List every line in the material below that contains the word "hair", copying each line in full.

Entries from a dataset
┄┄┄┄┄┄

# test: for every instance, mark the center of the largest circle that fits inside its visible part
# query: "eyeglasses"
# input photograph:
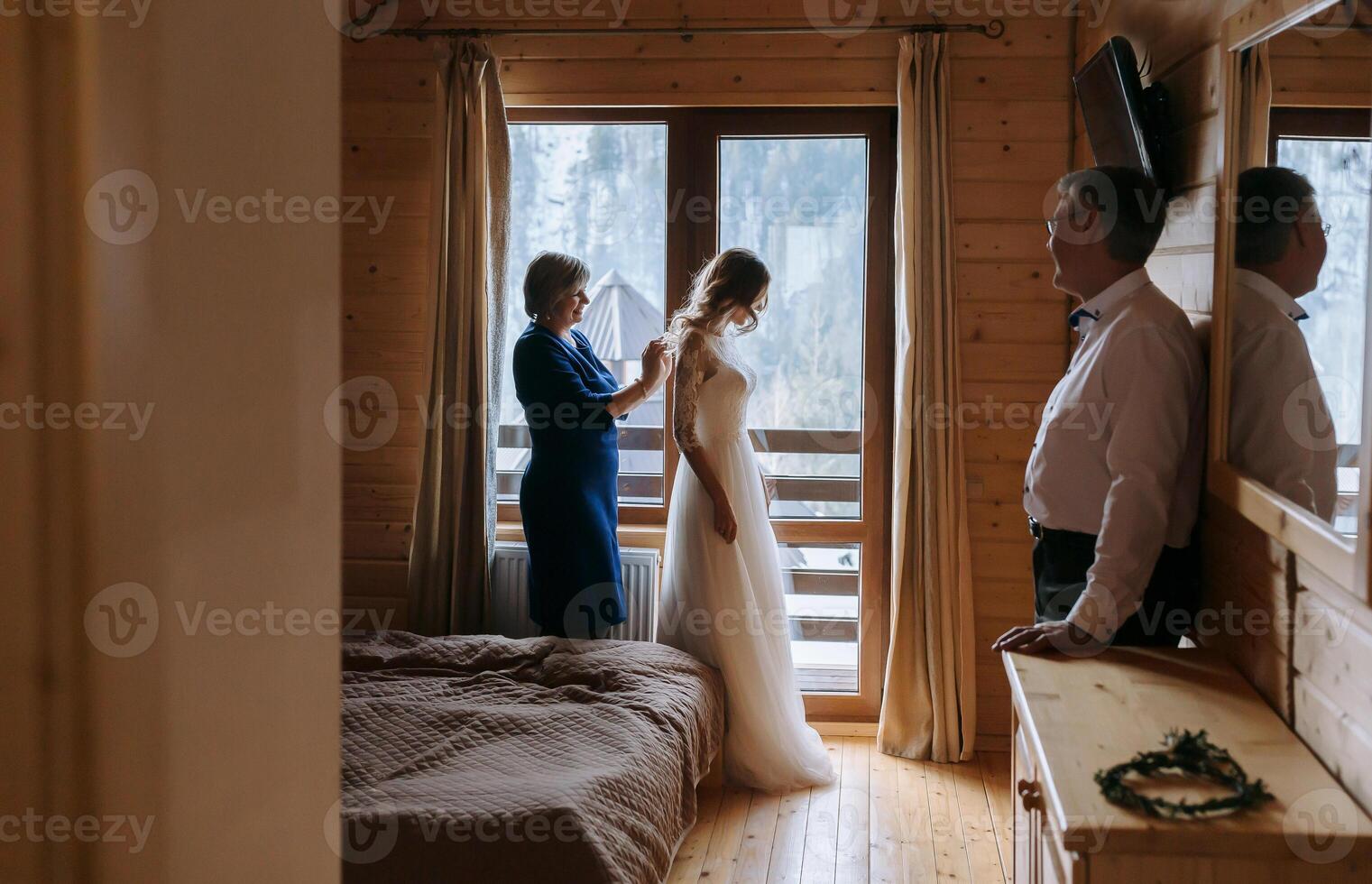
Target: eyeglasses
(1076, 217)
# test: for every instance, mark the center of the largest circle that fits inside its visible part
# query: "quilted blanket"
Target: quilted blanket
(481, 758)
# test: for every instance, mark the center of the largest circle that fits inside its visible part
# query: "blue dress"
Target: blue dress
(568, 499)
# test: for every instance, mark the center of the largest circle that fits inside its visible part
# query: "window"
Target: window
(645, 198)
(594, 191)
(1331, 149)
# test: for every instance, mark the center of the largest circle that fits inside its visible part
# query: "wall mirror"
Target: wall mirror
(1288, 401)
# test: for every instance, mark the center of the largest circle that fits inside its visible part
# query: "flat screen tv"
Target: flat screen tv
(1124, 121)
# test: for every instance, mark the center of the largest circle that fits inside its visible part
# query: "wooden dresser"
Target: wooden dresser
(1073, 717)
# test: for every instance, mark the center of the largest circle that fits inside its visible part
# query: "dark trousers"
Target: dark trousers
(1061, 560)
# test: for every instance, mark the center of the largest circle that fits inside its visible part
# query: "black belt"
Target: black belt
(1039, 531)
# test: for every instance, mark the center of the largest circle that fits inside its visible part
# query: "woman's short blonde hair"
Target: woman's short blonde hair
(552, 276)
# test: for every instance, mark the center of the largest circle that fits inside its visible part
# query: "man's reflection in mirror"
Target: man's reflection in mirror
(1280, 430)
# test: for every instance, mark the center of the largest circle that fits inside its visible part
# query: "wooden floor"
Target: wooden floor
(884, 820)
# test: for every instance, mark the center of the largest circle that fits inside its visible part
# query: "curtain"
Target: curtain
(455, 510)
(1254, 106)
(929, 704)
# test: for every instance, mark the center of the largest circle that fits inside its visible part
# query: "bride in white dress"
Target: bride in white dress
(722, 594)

┄┄┄┄┄┄

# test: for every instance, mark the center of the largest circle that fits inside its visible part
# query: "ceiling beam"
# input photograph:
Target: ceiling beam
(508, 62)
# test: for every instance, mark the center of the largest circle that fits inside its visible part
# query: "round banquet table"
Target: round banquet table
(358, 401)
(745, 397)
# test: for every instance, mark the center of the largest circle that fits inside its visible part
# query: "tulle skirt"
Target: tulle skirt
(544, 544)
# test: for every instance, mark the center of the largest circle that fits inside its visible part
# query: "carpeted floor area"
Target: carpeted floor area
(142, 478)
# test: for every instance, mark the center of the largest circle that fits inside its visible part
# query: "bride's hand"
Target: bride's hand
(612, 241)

┄┄┄┄┄┄

## REPLY
# query: "woman's short blonde hair"
Target: woman's short blonde hair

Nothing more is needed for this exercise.